● TASK PROMPT
The whole listing should come back exactly as written, except for the pictures.

=-=-=-=-=

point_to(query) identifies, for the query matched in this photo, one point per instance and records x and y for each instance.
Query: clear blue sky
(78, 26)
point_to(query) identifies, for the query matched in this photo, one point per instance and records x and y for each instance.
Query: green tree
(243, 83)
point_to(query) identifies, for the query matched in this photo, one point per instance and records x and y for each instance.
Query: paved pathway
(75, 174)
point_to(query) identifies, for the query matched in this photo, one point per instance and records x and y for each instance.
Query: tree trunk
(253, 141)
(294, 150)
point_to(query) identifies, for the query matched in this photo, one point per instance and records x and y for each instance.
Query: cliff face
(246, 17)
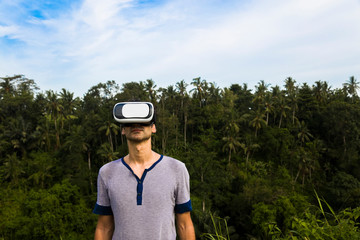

=-=-=-=-=

● RESULT OF THIS TASK
point_to(query) identifies, for the query matched in this photo, one point per instance and records x and y for each instance.
Query: clear blue sky
(78, 26)
point_to(query) identifies, for the query matched in this photo, one point per instance and records x and y for each instance.
Query: green tree
(243, 83)
point_to(query) identifies, for the query matched in this photo, one point per instance and records x and y for each instance.
Query: paved pathway
(75, 174)
point_to(query) identifies, for the query matched in this photo, one point per instance and records x and y for each instance.
Query: tree trunk
(253, 141)
(294, 150)
point_to(query) identifies, for the query matched in this photo, one point per instance and records x and y for each instance.
Query: cliff face
(246, 17)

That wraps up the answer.